-- Data --
↓
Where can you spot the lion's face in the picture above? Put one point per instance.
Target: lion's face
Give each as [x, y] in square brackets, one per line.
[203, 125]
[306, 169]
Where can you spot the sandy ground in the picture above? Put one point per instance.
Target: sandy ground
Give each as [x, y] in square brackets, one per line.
↑
-- Instructions to follow --
Can you pull out every line of the records above and reproduce each one word for word?

-- Response to this exercise --
Where can you spot the lion's face in the picture above? Put one point per instance.
Target: lion's face
Give each as [x, y] in square brackets, one per line.
[203, 125]
[306, 169]
Where can you spot the sandy ground in the picture above? Put one point per instance.
Target: sandy ground
Give each as [x, y] in square brackets, one per line.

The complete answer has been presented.